§ DIRECTIVE
Convert the part of the material that opens with the line containing "spot the bride?" and closes with the line containing "[228,78,286,175]" into a Markdown table with the columns Row and Line. Give each line its row number, and leave out any blank lines.

§ DATA TO PROCESS
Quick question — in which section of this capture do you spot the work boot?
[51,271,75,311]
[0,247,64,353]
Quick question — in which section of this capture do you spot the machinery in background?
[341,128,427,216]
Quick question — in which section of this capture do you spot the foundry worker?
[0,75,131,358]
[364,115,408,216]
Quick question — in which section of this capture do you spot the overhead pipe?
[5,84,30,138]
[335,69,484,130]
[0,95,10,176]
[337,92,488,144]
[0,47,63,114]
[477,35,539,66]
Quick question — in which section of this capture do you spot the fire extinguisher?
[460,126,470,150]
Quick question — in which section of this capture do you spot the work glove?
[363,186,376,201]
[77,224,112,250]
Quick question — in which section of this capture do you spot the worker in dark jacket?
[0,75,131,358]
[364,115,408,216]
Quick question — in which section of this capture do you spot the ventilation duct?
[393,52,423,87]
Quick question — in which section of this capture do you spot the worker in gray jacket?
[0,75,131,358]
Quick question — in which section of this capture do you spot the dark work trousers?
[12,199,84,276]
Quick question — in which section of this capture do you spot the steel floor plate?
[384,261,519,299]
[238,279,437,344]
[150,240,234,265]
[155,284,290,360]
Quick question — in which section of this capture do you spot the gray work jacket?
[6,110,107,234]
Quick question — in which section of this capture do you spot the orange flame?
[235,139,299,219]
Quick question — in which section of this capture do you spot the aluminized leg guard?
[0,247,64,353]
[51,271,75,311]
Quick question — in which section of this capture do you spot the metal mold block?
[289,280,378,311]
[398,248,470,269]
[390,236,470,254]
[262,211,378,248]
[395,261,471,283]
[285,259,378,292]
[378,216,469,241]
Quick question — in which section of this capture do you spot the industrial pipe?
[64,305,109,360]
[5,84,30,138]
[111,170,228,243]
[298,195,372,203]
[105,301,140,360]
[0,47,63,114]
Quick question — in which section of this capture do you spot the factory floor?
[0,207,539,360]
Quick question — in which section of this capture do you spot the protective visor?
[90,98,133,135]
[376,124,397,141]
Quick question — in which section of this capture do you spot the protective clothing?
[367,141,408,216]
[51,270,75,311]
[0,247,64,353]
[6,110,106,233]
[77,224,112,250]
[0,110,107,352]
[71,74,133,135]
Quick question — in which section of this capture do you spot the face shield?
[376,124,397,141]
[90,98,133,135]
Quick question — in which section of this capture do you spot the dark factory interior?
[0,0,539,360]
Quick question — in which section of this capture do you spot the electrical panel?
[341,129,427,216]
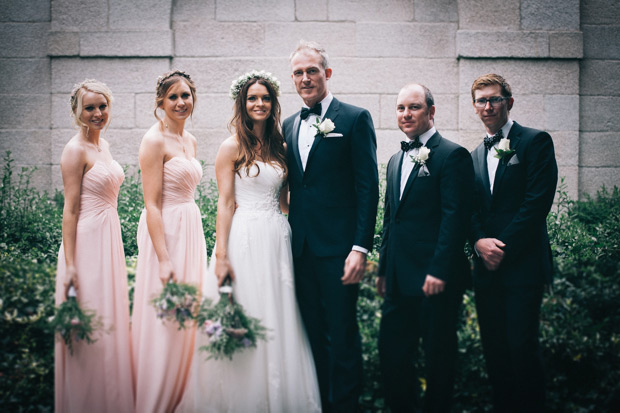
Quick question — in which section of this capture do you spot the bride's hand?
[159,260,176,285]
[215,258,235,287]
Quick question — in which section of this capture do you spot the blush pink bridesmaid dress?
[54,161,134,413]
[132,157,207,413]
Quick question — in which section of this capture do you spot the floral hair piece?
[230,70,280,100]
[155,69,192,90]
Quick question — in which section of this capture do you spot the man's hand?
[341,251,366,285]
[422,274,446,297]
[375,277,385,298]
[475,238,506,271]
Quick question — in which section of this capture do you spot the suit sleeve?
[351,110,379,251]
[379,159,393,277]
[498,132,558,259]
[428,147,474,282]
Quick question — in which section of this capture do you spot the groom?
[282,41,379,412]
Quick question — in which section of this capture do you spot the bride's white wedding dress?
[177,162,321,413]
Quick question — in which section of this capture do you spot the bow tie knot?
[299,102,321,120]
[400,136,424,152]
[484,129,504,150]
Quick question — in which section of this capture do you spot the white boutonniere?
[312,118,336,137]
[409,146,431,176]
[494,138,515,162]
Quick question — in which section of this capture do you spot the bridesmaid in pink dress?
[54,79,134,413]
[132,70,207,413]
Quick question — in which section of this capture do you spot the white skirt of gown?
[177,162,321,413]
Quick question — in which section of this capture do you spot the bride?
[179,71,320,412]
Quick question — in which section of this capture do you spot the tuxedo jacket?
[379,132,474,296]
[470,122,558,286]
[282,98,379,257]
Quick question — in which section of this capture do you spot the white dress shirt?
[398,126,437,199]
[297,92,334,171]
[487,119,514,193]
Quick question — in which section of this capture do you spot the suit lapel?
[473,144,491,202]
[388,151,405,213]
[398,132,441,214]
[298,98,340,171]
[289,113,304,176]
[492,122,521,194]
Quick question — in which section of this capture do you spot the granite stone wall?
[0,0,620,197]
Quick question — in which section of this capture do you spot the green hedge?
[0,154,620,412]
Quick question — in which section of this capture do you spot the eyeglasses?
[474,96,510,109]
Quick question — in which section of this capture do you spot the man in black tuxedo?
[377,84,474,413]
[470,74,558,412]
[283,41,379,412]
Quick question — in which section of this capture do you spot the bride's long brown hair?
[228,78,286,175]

--

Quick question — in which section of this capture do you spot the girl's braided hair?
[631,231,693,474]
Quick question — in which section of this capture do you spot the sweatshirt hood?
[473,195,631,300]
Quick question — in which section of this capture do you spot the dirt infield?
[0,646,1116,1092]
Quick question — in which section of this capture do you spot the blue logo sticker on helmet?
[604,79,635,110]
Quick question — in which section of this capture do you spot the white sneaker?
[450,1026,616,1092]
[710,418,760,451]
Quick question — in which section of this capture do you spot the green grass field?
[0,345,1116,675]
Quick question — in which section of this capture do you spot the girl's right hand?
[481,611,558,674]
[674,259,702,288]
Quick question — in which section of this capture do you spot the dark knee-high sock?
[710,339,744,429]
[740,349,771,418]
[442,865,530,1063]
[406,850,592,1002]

§ FINISHED EXERCISE
| Row | Line |
|---|---|
| 1 | Quick question — in which section of this capture do you spot the bride? |
| 2 | [179,71,320,412] |
| 3 | Quick question — in which section of this capture do you spot the tuxedo jacket? |
| 4 | [379,132,474,296] |
| 5 | [470,122,558,286] |
| 6 | [282,98,379,257] |
| 7 | Quick question — in which section of this capture do you spot the white dress shirt? |
| 8 | [398,126,437,199] |
| 9 | [297,92,334,171] |
| 10 | [487,119,514,193] |
| 11 | Quick question — in which section of this capture do you spot the suit lapel? |
| 12 | [473,144,491,202] |
| 13 | [388,151,405,213] |
| 14 | [398,132,441,214] |
| 15 | [298,98,340,171] |
| 16 | [289,113,304,176] |
| 17 | [492,122,521,194] |
| 18 | Quick question — in which section of this capture do you spot the granite stone wall? |
| 19 | [0,0,620,197] |
| 20 | Quick question — in which section of this capture do you spot the green hedge? |
| 21 | [0,154,620,412] |
| 22 | Quick question — in which section of this capture do you spot the eyeglasses? |
| 23 | [474,96,510,109] |
| 24 | Quick question — in which section of this capture do you spot the man in black tuxedo? |
| 25 | [377,84,474,413] |
| 26 | [470,74,558,412] |
| 27 | [283,41,379,412] |
| 28 | Quick question — in which section of this capture do you spot the bride's long brown hair? |
| 29 | [228,78,286,175] |